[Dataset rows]
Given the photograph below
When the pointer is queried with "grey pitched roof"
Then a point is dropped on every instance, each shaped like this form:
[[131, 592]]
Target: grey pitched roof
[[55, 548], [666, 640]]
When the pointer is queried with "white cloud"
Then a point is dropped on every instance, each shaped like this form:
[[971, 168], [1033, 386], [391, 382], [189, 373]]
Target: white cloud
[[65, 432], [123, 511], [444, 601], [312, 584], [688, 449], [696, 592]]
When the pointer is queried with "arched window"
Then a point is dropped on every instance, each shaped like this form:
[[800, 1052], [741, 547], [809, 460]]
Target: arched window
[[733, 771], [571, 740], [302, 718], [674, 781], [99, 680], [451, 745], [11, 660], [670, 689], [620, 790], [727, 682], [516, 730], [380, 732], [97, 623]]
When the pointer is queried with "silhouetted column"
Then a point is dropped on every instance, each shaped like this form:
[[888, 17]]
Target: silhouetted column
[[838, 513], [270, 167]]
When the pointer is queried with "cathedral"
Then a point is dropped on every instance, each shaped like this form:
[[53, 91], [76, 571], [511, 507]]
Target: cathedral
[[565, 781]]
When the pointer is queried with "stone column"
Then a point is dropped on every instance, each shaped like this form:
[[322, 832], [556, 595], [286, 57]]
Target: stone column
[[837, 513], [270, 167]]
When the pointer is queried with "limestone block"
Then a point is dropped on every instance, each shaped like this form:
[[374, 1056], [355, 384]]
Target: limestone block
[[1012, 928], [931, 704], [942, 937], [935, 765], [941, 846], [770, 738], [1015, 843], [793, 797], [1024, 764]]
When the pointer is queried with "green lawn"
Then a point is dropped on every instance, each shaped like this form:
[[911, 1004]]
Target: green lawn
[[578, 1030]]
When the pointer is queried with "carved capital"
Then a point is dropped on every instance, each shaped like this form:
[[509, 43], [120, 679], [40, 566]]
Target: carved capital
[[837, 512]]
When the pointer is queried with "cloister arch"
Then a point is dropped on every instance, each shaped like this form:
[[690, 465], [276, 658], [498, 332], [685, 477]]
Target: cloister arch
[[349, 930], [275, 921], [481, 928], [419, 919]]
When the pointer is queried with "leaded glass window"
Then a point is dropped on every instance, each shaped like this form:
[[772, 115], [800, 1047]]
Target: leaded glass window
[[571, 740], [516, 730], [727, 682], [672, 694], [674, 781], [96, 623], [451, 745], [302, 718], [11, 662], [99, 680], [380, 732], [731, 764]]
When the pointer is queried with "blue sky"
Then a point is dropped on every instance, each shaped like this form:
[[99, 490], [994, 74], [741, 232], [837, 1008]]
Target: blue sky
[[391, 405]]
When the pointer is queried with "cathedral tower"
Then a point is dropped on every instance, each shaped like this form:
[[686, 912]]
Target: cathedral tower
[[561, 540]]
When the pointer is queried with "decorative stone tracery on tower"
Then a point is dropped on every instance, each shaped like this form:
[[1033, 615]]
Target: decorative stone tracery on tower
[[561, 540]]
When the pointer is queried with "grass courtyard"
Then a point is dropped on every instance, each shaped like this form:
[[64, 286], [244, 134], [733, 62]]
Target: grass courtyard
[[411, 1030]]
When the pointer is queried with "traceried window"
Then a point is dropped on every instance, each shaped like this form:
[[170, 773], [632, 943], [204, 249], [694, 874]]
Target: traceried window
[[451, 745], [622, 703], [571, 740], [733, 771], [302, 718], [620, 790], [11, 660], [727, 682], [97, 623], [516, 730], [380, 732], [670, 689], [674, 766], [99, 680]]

* **Exercise requirements**: Return every line from the beginning of the rows through the line containing "[[565, 781]]", including that line, and copy each one verbatim.

* **Finished exercise**:
Given the photograph below
When the pointer is queried with "grey pitched roof"
Then a point is dropped on every instance, each shaped like this form:
[[131, 592]]
Target: grey pitched roof
[[55, 548], [666, 640]]
When the pointer is queried with "white cloud"
Then a point is dropped on every instance, each shaped like this form:
[[971, 168], [1033, 386], [391, 382], [189, 373]]
Target: white cloud
[[65, 432], [123, 511], [444, 601], [312, 584], [688, 449], [696, 592]]
When the pointer is queried with "arched window"
Then a point is dropped on every instance, each shaped like this form:
[[800, 1052], [741, 547], [809, 460]]
Target: arched window
[[733, 771], [571, 740], [302, 718], [674, 781], [99, 680], [451, 745], [11, 660], [670, 689], [620, 790], [727, 682], [516, 730], [380, 732], [97, 623]]
When the pointer is queried with "silhouetted column"
Then a point is dropped on every instance, each shaped like this form:
[[888, 17]]
Target: silhouetted column
[[838, 513], [270, 167]]
When the pointer is queried with "cathedral"
Then a point is dropped on every instance, each shaped like this form:
[[53, 91], [76, 571], [511, 507]]
Target: cathedral
[[565, 781]]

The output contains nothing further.